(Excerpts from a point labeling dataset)
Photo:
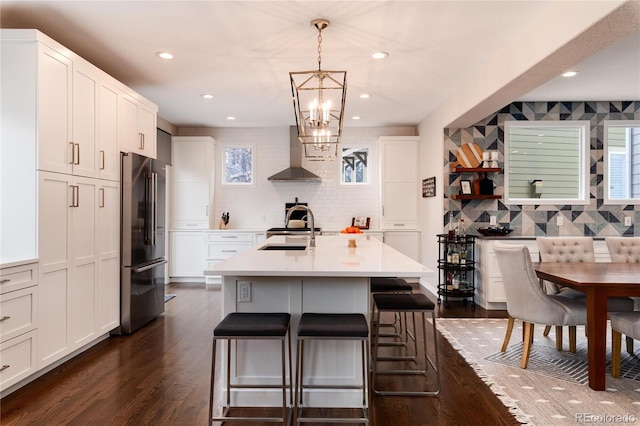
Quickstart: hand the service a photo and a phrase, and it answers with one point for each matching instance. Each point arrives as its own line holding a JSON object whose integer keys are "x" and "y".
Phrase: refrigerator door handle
{"x": 154, "y": 207}
{"x": 149, "y": 266}
{"x": 150, "y": 225}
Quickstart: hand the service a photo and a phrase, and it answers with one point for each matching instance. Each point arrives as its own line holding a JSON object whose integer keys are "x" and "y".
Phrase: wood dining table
{"x": 598, "y": 280}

The problem
Copy every row above word for word, leaving out the pictures.

In response
Photo:
Quickstart: hand the service a photo and a phrase, and it answers with one point for each matching instance. Each point arrives as its own line holding a JSON object whose integer keys are "x" and "y".
Phrase: refrigerator door handle
{"x": 154, "y": 207}
{"x": 149, "y": 266}
{"x": 150, "y": 225}
Quickstart: hand the service a photo and a phrase, and it answers with one point for each matching instance. Each point arrives as its own line holding a JSON object whose integer keys are "x" and "y".
Phrase: wood dining table
{"x": 598, "y": 280}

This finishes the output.